Convert the lines below, from the line with "Spot the thin" to the line with "(1214, 564)", into a two-column CSV headed instruction and points. Give one row for each line of text with its answer, put each field in quotes with line breaks turned into spaces, and leave the pictures out.

* * *

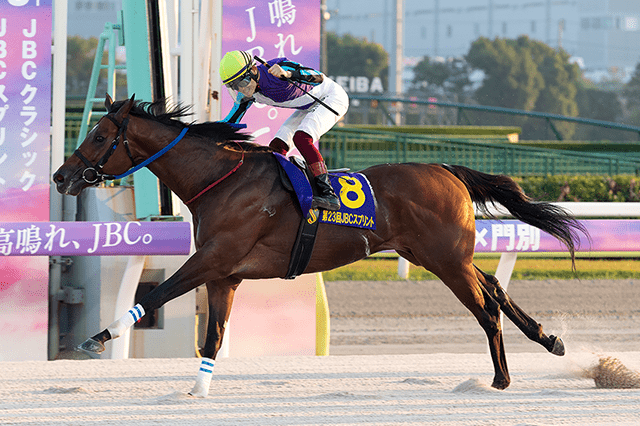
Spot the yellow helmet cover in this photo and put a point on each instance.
(234, 64)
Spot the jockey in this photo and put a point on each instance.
(248, 83)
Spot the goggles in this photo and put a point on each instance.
(241, 82)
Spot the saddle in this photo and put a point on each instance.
(297, 178)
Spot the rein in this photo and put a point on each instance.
(219, 180)
(96, 169)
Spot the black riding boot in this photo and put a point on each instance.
(326, 198)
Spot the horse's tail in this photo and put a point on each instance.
(485, 188)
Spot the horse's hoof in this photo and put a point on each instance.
(501, 384)
(558, 346)
(91, 347)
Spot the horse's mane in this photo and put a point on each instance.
(215, 131)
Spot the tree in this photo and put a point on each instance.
(631, 90)
(448, 77)
(598, 104)
(528, 75)
(351, 56)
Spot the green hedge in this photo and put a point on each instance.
(620, 188)
(486, 131)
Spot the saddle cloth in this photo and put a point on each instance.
(357, 201)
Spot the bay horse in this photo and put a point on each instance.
(246, 222)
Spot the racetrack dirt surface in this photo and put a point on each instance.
(386, 317)
(402, 353)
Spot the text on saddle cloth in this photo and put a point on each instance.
(357, 203)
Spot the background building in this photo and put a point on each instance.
(603, 35)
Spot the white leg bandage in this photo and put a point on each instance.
(203, 380)
(126, 321)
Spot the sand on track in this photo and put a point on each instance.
(403, 353)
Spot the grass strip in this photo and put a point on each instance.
(386, 269)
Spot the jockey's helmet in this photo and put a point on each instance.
(235, 66)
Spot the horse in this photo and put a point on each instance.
(245, 222)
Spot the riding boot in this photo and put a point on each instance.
(326, 198)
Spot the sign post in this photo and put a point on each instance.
(25, 119)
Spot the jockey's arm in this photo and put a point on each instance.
(238, 110)
(300, 73)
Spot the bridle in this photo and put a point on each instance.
(93, 173)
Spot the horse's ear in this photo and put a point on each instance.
(123, 112)
(108, 102)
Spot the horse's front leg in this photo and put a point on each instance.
(220, 297)
(189, 276)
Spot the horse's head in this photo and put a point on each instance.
(102, 154)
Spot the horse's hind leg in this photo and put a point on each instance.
(524, 322)
(220, 299)
(464, 284)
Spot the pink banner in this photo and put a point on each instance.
(94, 238)
(25, 118)
(514, 236)
(270, 29)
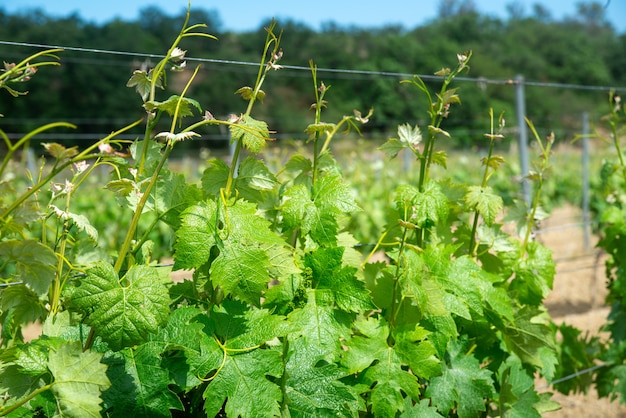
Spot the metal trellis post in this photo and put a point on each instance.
(520, 105)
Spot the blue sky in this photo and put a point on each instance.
(248, 14)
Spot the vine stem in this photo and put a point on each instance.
(83, 156)
(142, 202)
(264, 68)
(56, 288)
(473, 245)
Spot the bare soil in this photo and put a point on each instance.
(578, 300)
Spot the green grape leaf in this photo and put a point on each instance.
(241, 326)
(80, 221)
(172, 103)
(314, 388)
(321, 327)
(534, 275)
(517, 391)
(464, 384)
(139, 383)
(32, 358)
(79, 379)
(382, 368)
(348, 292)
(331, 194)
(421, 409)
(253, 133)
(171, 195)
(25, 305)
(297, 207)
(426, 208)
(242, 386)
(530, 335)
(214, 177)
(141, 82)
(485, 202)
(35, 263)
(246, 226)
(123, 315)
(196, 235)
(245, 92)
(256, 183)
(190, 352)
(241, 271)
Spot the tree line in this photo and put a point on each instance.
(89, 88)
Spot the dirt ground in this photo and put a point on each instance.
(577, 299)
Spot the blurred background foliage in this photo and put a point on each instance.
(88, 88)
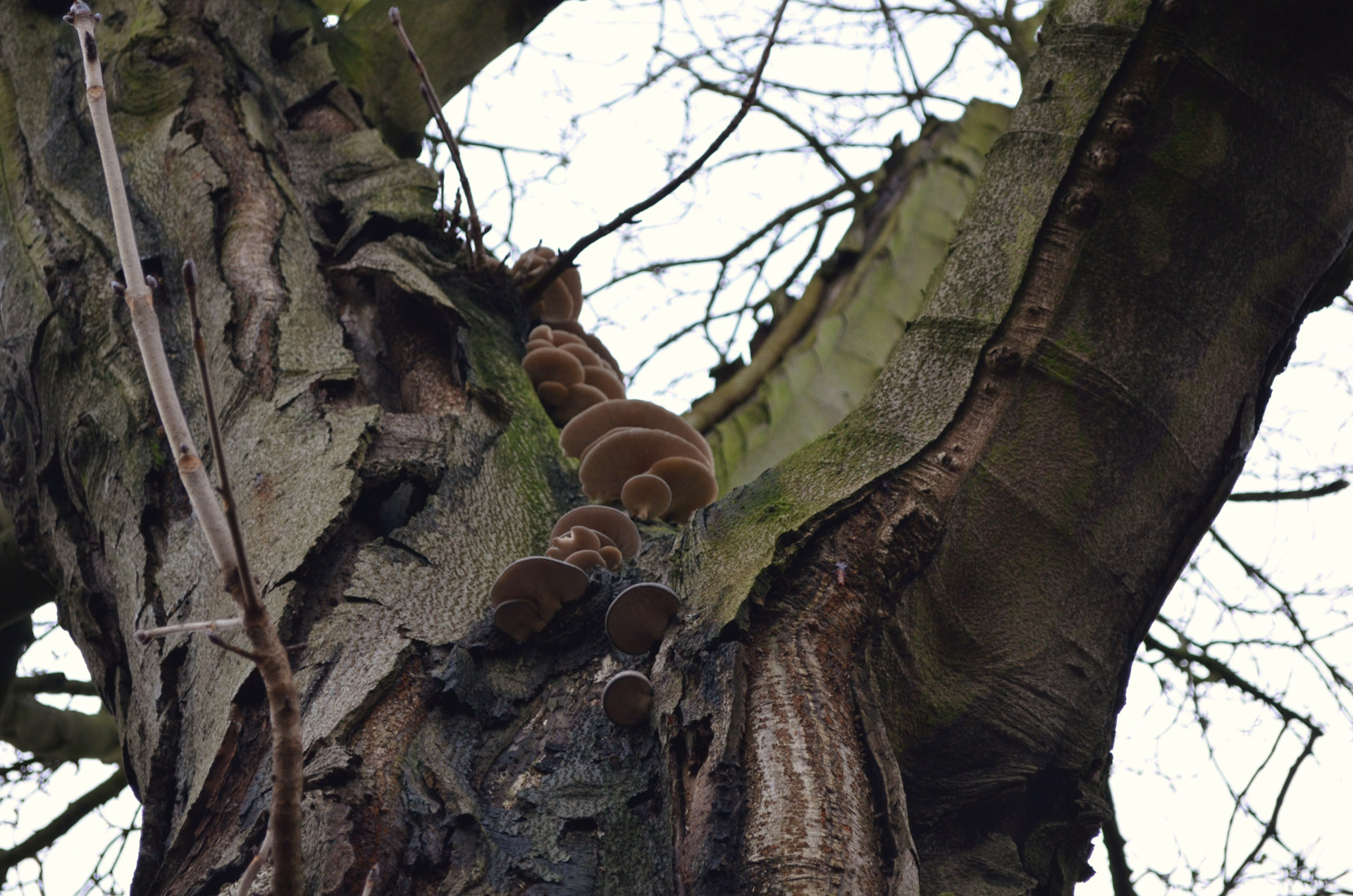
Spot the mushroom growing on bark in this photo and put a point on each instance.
(569, 374)
(645, 456)
(543, 585)
(639, 616)
(598, 531)
(628, 697)
(562, 301)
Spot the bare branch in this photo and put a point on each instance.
(1299, 494)
(476, 237)
(223, 537)
(68, 819)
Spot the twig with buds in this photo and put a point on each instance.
(566, 259)
(218, 518)
(476, 236)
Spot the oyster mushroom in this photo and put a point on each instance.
(626, 699)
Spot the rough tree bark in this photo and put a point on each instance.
(901, 650)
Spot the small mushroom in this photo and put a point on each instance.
(692, 483)
(519, 619)
(600, 420)
(645, 496)
(639, 616)
(626, 452)
(626, 699)
(562, 299)
(608, 523)
(544, 583)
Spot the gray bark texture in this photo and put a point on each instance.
(901, 650)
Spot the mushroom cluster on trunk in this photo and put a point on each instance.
(559, 302)
(594, 536)
(643, 455)
(570, 370)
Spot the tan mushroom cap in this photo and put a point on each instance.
(639, 616)
(626, 452)
(552, 366)
(626, 699)
(581, 397)
(600, 420)
(603, 378)
(608, 521)
(540, 580)
(647, 496)
(585, 559)
(552, 396)
(693, 486)
(578, 537)
(519, 619)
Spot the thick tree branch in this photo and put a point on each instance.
(1299, 494)
(532, 292)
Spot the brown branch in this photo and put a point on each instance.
(532, 290)
(1119, 872)
(220, 524)
(1301, 494)
(58, 826)
(53, 684)
(476, 236)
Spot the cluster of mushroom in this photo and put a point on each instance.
(643, 455)
(532, 590)
(572, 370)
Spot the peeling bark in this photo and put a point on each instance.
(901, 650)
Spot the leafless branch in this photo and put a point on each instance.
(49, 834)
(429, 92)
(220, 524)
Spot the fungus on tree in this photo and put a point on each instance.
(626, 699)
(569, 374)
(594, 536)
(643, 455)
(562, 299)
(639, 616)
(543, 583)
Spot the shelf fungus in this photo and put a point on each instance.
(531, 590)
(569, 371)
(594, 536)
(639, 616)
(562, 301)
(626, 699)
(643, 455)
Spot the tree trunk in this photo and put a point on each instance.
(941, 597)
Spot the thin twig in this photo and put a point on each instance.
(223, 539)
(218, 446)
(429, 92)
(44, 838)
(566, 259)
(147, 635)
(254, 866)
(1301, 494)
(371, 880)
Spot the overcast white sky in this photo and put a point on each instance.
(586, 54)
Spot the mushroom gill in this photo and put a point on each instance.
(594, 536)
(562, 301)
(631, 449)
(569, 374)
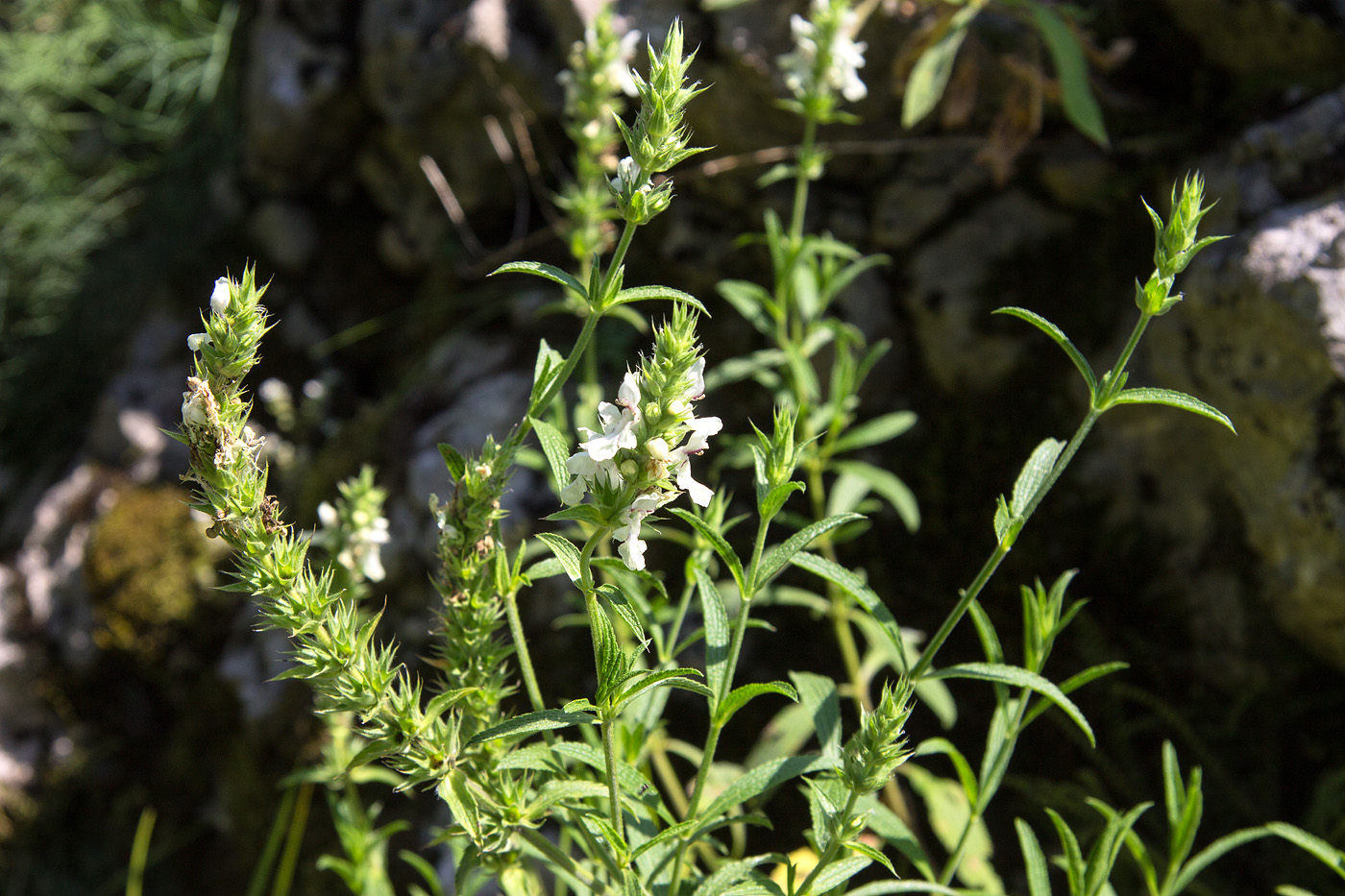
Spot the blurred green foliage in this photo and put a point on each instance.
(91, 93)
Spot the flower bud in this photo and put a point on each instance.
(878, 747)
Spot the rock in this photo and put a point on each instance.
(1261, 338)
(950, 278)
(285, 231)
(298, 111)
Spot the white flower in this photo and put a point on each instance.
(219, 298)
(699, 439)
(588, 472)
(618, 422)
(844, 53)
(632, 549)
(629, 180)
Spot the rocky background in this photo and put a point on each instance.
(1214, 564)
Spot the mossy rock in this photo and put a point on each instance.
(147, 566)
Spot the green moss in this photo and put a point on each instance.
(145, 567)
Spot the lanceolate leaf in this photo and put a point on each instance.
(1174, 400)
(643, 294)
(1062, 339)
(717, 543)
(1068, 57)
(555, 447)
(1039, 873)
(531, 722)
(763, 778)
(716, 635)
(623, 608)
(547, 272)
(877, 430)
(932, 69)
(1035, 472)
(666, 678)
(1019, 678)
(752, 302)
(780, 554)
(887, 485)
(854, 587)
(565, 552)
(739, 698)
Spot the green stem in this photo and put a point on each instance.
(619, 255)
(955, 617)
(833, 848)
(712, 739)
(612, 791)
(607, 721)
(525, 658)
(1002, 550)
(800, 182)
(988, 788)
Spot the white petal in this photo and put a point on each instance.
(632, 553)
(698, 493)
(219, 296)
(629, 393)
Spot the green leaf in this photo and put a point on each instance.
(744, 368)
(565, 791)
(544, 569)
(456, 463)
(887, 485)
(819, 694)
(581, 513)
(877, 430)
(612, 662)
(565, 552)
(1173, 400)
(1315, 846)
(763, 778)
(1073, 684)
(646, 294)
(948, 814)
(840, 872)
(965, 775)
(752, 302)
(780, 554)
(930, 76)
(547, 272)
(1004, 520)
(454, 791)
(632, 784)
(666, 678)
(1039, 875)
(716, 637)
(1019, 678)
(885, 886)
(729, 873)
(853, 586)
(1035, 472)
(614, 596)
(555, 447)
(1073, 858)
(876, 855)
(1062, 339)
(775, 499)
(717, 543)
(1068, 57)
(533, 722)
(740, 695)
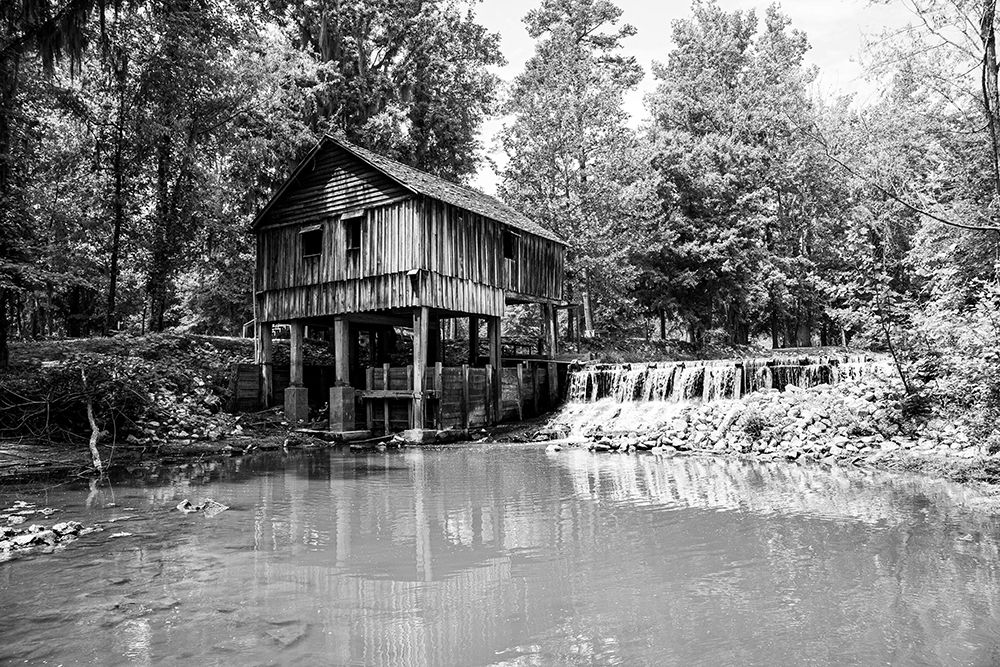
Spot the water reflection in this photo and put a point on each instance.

* * *

- _Completed task_
instruction,points
"Spot the thin twig in this photo and put a point on each instance.","(223, 539) (218, 446) (429, 92) (44, 838) (566, 259) (147, 635) (254, 866) (1301, 494) (371, 880)"
"Spot the overcast white sky in this photo and put a point on each instance.","(586, 54)"
"Spot the mushroom gill in this photo and put a point on each instance.","(594, 536) (562, 301) (631, 449) (569, 374)"
"Spot the blurred green foliage in this photo and put a point on each instance.","(91, 93)"
"Spot the flower bud in this photo and put a point on each instance.","(878, 747)"
"Spot the rock in this photo and put a point on each instance.","(1261, 338) (950, 278) (285, 231) (298, 111)"
"Spot the white flower in this photo and put a point on each instance.","(219, 298) (699, 439) (588, 472) (618, 422) (844, 53) (632, 549) (629, 180)"
"Spot the rocky background in this photo and put a point on each instance.","(1214, 564)"